• _任务说明_: 从下方的题解文本中原样提取一段，以“f[i][j&x] = ( f[i][j&x]”开头，一直到“read() ; t ; t -- )”为止。

• _所给文本_:
一个比较简单的模拟。首先要知道\(1^2+2^2+3^2+\cdots+n^2=\frac{n(n-1)(2n-1)}{6}\)

所以只要计算出每一层的左右端点即可。

#include <bits/stdc++.h>

using namespace std;

#define int long long

int read() {
    int x = 0, f = 1, ch = getchar();
    while ((ch < '0' || ch > '9') && ch != '-') ch = getchar();
    if (ch == '-') f = -1, ch = getchar();
    while (ch >= '0' && ch <= '9') x = (x << 3) + (x << 1) + ch - '0', ch = getchar();
    return x * f;
}

const int N = 1e6 + 5, M = 1505;
int pos[M][M], px[N], py[N];

int sum(int x) {
    return x * (x + 1) * (x * 2 + 1) / 6;
}

void solve() {
    int n = read(), res = 0;
    for (int i = px[n], l = py[n], r = py[n]; i >= 1; i--) {
        res += sum(pos[i][r]) - sum(pos[i][l] - 1);
        l = max(1ll, l - 1), r = min(r, i - 1);
    }
    printf("%lld\n", res);
}

int32_t main() {
    for (int i = 1, t = 0; t <= 1e6; i++)
        for (int j = 1; j <= i && t <= 1e6; j++)
            t++, pos[i][j] = t, px[t] = i, py[t] = j;
    for (int t = read(); t; t--)
        solve();
    return 0;
}

H. Don't Blame Me

f[i][j]表示前 i 位的非空子序列凑出 j 的方案数。所以只要枚举每一个选或不选，再枚举每一个数的前一个数即可。但是注意的是\(f[i][j]\)无法表示全空的情况，但是又会有前 i 个只选a[i]的情况，这种情况无法从之前的状态转移得来，所以f[i][a[i]]要单独加 1

#include <bits/stdc++.h>

using namespace std;

#define int long long

int read(){
    int x = 0 , f = 1 , ch = getchar();
    while( (ch < '0' || ch > '9') && ch != '-' ) ch = getchar();
    if( ch == '-' ) f = -1 , ch = getchar();
    while( ch >= '0' && ch <= '9' ) x = ( x << 3 ) + ( x << 1 ) + ch - '0' , ch = getchar();
    return x * f;
}

const int mod = 1e9+7;

void solve(){
    int n = read() , k = read();
    vector<vector<int>> f( n+1 , vector<int>(64 , 0) );
    for( int i = 1 , x ; i <= n ; i ++ ) {
        x = read();
        f[i][x] ++;
        for( int j = 0 ; j < 64 ; j ++ )
            f[i][j] = ( f[i][j] + f[i-1][j] ) % mod;
        for( int j = 0 ; j < 64 ; j ++ )
            f[i][j&x] = ( f[i][j&x] + f[i-1][j] ) % mod;
    }
    int res = 0;
    for( int i = 0 ; i < 64 ; i ++){
        auto t = bitset<6>(i);
        if( t.count() == k ) res = ( res + f[n][i] ) % mod;
    }

    printf("%lld\n" , res );
}

int32_t main() {
    for( int t = read() ; t ; t -- ) 
        solve();
}

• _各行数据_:
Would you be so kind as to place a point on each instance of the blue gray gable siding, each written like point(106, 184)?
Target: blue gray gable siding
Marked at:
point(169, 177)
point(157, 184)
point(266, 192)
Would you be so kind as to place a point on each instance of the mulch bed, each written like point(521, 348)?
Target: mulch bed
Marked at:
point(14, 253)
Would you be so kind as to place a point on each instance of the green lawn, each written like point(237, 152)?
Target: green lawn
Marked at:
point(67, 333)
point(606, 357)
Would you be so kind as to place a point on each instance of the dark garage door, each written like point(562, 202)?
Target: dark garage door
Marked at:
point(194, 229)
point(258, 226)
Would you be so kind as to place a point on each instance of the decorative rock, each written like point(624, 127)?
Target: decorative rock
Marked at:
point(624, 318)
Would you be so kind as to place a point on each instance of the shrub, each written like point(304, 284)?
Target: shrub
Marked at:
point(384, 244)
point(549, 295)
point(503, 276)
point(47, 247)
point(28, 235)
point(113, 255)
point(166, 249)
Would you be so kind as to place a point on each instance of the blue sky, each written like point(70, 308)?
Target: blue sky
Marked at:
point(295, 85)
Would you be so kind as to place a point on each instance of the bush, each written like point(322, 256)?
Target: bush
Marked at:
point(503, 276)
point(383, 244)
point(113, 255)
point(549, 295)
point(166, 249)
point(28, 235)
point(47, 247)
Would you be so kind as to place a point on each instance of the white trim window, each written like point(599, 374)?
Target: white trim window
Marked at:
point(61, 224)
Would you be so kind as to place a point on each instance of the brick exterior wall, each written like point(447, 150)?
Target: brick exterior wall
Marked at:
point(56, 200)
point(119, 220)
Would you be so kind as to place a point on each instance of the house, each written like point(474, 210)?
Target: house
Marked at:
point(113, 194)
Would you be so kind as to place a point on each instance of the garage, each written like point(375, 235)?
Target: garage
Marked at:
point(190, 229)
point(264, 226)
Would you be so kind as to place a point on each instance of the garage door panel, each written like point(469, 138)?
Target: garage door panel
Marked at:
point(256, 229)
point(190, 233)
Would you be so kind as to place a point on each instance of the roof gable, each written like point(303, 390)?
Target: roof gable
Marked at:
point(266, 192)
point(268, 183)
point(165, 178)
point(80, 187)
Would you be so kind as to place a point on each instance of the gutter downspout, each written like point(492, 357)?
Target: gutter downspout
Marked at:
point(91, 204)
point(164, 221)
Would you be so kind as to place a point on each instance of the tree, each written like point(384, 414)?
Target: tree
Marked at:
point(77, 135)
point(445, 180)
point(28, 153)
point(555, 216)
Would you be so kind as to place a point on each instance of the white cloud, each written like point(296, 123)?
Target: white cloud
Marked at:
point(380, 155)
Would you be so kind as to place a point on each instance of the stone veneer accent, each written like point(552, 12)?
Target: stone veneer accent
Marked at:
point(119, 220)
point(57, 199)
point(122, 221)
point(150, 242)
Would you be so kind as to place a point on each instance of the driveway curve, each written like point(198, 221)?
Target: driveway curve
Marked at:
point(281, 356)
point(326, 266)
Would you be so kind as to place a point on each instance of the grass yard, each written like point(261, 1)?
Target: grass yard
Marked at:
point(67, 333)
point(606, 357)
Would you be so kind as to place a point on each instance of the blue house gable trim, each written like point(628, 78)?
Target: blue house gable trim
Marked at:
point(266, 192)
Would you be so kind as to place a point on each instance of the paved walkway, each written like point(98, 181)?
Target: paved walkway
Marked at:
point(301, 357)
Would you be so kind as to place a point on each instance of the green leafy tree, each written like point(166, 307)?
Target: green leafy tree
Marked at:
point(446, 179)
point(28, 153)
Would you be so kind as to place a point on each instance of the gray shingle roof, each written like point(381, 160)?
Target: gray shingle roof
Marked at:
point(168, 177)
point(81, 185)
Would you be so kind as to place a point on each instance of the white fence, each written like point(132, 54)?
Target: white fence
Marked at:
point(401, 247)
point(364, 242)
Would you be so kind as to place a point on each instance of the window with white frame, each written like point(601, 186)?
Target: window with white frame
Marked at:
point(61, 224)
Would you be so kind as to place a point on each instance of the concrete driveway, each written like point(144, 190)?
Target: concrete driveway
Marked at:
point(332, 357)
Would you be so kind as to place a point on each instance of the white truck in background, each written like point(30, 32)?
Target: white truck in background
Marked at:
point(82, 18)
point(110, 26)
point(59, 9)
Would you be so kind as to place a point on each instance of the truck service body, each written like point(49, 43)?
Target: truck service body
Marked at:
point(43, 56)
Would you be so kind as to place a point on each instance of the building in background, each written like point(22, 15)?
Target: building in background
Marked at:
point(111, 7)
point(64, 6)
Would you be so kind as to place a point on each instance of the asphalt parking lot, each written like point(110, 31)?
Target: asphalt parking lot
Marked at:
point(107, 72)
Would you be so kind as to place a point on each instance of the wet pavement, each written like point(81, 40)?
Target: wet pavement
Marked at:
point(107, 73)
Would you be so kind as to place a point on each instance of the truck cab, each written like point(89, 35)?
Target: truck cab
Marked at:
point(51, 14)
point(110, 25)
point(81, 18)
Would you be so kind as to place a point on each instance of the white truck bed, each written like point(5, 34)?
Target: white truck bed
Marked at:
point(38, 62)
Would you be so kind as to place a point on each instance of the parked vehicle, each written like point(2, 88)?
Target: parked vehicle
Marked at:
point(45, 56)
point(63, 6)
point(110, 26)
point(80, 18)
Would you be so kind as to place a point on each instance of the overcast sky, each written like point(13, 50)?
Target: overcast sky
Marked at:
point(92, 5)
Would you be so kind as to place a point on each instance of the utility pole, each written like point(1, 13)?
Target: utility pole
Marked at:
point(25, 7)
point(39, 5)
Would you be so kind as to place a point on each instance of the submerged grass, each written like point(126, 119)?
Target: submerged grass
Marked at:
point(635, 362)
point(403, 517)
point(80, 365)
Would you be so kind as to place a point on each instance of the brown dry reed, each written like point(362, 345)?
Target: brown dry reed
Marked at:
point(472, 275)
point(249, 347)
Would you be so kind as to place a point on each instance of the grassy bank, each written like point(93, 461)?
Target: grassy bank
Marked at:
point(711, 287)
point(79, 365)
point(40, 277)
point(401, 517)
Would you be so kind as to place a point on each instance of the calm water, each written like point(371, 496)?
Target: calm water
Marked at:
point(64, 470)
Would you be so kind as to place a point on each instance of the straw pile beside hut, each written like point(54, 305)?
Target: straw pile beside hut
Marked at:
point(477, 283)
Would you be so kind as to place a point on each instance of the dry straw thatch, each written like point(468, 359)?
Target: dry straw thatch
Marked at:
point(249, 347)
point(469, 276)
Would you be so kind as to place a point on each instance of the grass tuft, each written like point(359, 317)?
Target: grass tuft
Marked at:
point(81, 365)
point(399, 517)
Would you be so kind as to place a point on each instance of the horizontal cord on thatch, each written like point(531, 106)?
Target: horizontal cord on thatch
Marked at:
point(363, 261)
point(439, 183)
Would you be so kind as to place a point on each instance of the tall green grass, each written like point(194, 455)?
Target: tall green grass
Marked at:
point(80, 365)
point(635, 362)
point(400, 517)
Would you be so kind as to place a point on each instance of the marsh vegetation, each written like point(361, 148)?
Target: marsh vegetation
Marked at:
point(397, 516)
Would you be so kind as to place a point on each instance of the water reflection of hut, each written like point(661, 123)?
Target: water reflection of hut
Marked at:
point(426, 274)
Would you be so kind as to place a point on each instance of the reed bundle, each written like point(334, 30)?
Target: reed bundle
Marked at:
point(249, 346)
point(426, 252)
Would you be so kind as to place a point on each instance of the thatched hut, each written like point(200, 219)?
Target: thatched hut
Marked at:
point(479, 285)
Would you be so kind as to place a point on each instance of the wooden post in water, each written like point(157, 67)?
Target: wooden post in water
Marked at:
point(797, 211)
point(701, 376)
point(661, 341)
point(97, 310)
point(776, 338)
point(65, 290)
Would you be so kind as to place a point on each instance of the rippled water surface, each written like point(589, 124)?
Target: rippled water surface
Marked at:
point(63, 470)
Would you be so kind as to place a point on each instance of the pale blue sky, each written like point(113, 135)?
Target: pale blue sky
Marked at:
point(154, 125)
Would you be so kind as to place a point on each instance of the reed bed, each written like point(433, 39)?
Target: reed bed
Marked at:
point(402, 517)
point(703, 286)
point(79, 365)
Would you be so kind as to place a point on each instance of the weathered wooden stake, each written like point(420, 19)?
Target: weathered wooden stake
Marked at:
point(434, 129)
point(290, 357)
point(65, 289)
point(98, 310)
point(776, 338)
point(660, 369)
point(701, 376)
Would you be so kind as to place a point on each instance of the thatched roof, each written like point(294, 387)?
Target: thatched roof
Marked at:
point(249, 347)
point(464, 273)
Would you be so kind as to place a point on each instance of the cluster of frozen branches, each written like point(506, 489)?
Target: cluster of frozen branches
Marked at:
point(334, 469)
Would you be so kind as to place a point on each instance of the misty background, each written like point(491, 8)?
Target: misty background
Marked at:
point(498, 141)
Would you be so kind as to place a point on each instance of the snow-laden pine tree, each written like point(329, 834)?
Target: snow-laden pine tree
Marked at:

• _输出如下_:
f[i][j&x] = ( f[i][j&x] + f[i-1][j] ) % mod;
    }
    int res = 0;
    for( int i = 0 ; i < 64 ; i ++){
        auto t = bitset<6>(i);
        if( t.count() == k ) res = ( res + f[n][i] ) % mod;
    }

    printf("%lld\n" , res );
}

int32_t main() {
    for( int t = read() ; t ; t -- )